| WRITTEN PROBLEM A |
Locate each line in the entries below that contains the word "truck", and copy every such line.

**** SOURCE PASSAGE

25, 50 and 75 years ago
 
November 4, 1983
[Text of an October 20 declaration by the Communist Party of Cuba following the assassination of Maurice Bishop, prime minister of Grenada]

As has now become totally clear, for some weeks and perhaps months a deepgoing conflict has been unfolding in the ruling party in Grenada and its leadership.

On Wednesday, October 12, our embassy in Grenada reported the surprising and disagreeable news that deep divisions had surfaced in the Central Committee. It was learned that Bishop’s adversaries had gained a majority in the Central Committee of the party as well as in the political apparatus of the army and the security force, and that Bishop had been removed from his post in the party and put under house arrest.

No doctrine, no principle or position held up as revolutionary, and no internal division justifies atrocious proceedings like the physical elimination of Bishop.

November 3, 1958
[The following are excerpts from an Oct. 20 interview of Daniel Roberts, Socialist Workers Party candidate for U.S. Senator from New Jersey on the “Fannie Hurst Showcase” Program, WNEW-TV]

Roberts: What we advocate fundamentally is a change to a system of socialism.

Arnold: Well, how do you bring about this change?

Roberts: It has to be brought about, in our opinion, by a political struggle in which the first requisite is that the working people in this country have their own political party. In our opinion both the Democrats and Republicans are run and completely dominated by Big Business and what is necessary is a political party of the working people to win the government and once they have the government in their hands to bring about a certain number of very fundamental changes.

November 4, 1933
Every effort will be made by the Calles-Rodriguez regime to prevent the Mexican peasants from rearming themselves, and to disarm those still in possession of rifles. During the last four uprisings the peasants participated on the side of the government against the counter revolution. The next uprising will find them aligned against the government which has gone over bag and baggage to the counter revolution. During the past revolts the armed peasant guerrillas proved themselves more than a match for the troops of the regular army many of which supported the rebellions.

For many years the Mexican peasants and their organizations have played an important role in the country’s politics, always however as tools of the different bourgeois and petty-bourgeois political groups which paid them off with broken promises or a few rusty guns.

********

| WRITTEN PROBLEM B |
Reproduce a stretch of the source passage above word for word, beginning at the words "For many years" and stopping after "few rusty guns.".

**** STORED ROWS

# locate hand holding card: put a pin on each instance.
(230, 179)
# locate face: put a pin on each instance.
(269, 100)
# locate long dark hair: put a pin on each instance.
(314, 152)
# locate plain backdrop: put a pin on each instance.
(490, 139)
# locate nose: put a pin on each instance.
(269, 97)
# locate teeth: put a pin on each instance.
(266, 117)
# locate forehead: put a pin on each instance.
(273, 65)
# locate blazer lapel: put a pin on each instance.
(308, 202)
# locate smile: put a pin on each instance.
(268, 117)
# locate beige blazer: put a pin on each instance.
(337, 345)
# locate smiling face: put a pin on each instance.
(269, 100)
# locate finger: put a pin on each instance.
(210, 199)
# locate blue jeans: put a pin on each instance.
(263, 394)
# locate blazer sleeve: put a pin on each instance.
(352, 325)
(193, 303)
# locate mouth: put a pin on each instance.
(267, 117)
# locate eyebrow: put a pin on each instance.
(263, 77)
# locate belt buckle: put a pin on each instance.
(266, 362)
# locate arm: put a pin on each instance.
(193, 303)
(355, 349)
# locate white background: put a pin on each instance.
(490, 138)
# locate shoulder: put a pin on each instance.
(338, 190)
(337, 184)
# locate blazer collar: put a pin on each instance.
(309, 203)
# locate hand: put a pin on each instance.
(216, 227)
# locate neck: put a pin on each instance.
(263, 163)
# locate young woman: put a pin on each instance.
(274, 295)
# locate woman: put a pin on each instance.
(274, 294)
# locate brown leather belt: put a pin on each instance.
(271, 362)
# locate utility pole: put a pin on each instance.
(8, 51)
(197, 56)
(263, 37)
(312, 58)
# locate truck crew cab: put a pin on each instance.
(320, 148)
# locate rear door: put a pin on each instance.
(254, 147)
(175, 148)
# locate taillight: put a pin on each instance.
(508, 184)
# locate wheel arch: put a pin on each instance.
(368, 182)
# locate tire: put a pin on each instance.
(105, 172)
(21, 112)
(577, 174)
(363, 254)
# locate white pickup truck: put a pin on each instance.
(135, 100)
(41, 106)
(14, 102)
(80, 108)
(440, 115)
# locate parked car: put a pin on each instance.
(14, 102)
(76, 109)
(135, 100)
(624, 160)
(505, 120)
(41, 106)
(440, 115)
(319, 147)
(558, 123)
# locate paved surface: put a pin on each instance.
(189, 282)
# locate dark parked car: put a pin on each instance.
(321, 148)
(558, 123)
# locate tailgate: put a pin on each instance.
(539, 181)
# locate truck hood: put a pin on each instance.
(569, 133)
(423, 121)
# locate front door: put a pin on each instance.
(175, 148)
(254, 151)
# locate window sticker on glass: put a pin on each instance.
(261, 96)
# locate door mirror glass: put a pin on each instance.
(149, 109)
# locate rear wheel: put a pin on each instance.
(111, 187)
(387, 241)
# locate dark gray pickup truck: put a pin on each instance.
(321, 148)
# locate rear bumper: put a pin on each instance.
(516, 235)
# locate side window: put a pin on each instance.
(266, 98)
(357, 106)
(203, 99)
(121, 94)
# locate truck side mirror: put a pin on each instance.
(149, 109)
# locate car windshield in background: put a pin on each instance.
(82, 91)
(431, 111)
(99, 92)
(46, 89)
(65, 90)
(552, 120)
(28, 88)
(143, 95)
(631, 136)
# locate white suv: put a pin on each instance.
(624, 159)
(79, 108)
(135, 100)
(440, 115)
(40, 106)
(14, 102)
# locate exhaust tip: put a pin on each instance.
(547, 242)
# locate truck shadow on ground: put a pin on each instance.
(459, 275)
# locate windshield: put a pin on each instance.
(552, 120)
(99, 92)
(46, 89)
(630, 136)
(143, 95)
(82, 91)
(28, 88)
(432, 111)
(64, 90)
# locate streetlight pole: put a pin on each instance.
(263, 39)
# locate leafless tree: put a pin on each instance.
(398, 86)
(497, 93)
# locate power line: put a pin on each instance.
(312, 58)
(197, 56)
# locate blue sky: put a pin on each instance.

********

| WORKED SOLUTION A |
# locate truck crew cab: put a pin on each instance.
# locate white pickup truck: put a pin on each instance.
# locate truck hood: put a pin on each instance.
# locate dark gray pickup truck: put a pin on each instance.
# locate truck side mirror: put a pin on each instance.
# locate truck shadow on ground: put a pin on each instance.

| WORKED SOLUTION B |
For many years the Mexican peasants and their organizations have played an important role in the country’s politics, always however as tools of the different bourgeois and petty-bourgeois political groups which paid them off with broken promises or a few rusty guns.